→ **DESCRIPTION OF THE TASK**
Rewrite the listing from its start through the line with "x=321, y=534", swapping every "instance" for "occurrence" and leaving everything else as it is.

Pointing and labeling listing
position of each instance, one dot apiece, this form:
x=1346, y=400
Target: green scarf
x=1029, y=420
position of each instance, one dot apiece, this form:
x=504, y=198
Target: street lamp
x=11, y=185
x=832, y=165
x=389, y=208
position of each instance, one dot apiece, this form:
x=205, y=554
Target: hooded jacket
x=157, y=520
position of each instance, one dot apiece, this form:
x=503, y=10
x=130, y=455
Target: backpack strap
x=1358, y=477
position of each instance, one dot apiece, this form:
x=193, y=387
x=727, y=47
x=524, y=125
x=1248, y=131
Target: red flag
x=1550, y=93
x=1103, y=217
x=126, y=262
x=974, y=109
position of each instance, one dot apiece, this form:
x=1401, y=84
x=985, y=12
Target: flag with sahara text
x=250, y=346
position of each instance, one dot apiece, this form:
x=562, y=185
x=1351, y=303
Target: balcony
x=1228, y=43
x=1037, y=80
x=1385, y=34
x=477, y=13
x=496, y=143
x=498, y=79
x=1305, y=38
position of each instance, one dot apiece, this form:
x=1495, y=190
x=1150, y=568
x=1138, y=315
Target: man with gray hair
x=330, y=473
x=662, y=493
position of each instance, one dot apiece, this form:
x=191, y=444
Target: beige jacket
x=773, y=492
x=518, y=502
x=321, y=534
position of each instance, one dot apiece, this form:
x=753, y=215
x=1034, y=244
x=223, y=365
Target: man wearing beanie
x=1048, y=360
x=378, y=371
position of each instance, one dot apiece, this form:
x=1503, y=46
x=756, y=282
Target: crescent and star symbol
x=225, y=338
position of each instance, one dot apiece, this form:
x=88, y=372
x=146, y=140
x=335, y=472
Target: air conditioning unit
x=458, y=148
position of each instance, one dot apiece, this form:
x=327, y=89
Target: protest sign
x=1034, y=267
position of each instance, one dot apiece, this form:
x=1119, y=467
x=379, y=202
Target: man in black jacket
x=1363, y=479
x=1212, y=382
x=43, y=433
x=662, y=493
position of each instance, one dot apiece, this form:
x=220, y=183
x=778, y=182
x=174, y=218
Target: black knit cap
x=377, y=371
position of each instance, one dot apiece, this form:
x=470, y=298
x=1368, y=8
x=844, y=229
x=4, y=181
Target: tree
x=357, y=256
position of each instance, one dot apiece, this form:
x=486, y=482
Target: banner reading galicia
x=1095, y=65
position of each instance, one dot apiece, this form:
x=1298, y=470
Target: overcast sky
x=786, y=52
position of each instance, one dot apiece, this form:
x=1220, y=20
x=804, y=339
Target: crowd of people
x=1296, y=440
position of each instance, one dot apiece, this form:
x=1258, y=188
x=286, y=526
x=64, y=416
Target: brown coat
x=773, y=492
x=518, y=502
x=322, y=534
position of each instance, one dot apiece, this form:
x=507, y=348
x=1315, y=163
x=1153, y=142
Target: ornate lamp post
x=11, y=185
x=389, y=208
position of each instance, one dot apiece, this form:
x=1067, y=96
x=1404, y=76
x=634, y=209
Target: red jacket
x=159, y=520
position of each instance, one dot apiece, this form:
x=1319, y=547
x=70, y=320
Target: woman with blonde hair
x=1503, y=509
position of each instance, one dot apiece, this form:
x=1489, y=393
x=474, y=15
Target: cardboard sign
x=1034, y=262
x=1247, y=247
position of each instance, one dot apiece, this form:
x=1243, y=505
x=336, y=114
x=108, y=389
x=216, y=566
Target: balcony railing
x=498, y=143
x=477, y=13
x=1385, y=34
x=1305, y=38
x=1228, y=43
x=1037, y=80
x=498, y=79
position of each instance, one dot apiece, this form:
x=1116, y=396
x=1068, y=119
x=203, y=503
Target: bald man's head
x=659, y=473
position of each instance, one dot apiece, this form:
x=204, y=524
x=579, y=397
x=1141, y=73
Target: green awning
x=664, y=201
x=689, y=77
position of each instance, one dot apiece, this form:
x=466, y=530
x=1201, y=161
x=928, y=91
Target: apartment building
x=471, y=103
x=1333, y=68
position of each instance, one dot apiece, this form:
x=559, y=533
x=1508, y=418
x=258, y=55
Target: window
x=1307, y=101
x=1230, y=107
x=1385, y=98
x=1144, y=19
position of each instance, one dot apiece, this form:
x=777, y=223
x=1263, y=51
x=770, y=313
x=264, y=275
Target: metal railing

→ **REPLY TO THE EXERCISE**
position of each occurrence, one dot apiece, this form:
x=1346, y=400
Target: green scarf
x=1029, y=420
position of each occurrence, one dot apiece, this form:
x=504, y=198
Target: street lamp
x=11, y=185
x=832, y=165
x=389, y=208
position of each occurrence, one dot apiece, this form:
x=205, y=554
Target: hooded jacket
x=157, y=520
position of each occurrence, one dot apiece, this form:
x=503, y=10
x=130, y=455
Target: backpack strap
x=1358, y=477
position of each occurrence, one dot apiece, this form:
x=193, y=387
x=727, y=47
x=524, y=125
x=1248, y=131
Target: red flag
x=1550, y=93
x=1103, y=217
x=126, y=262
x=974, y=109
position of each occurrence, one dot apiece, this form:
x=1401, y=84
x=985, y=12
Target: flag with sahara text
x=250, y=346
position of each occurrence, one dot apiece, this form:
x=562, y=185
x=1351, y=303
Target: balcony
x=1228, y=43
x=1037, y=80
x=1385, y=34
x=477, y=13
x=496, y=143
x=498, y=79
x=1305, y=38
position of each occurrence, one dot apiece, this form:
x=1495, y=190
x=1150, y=568
x=1138, y=315
Target: man with gray hair
x=330, y=473
x=662, y=493
position of each occurrence, one dot apiece, this form:
x=191, y=444
Target: beige jacket
x=773, y=492
x=518, y=502
x=321, y=534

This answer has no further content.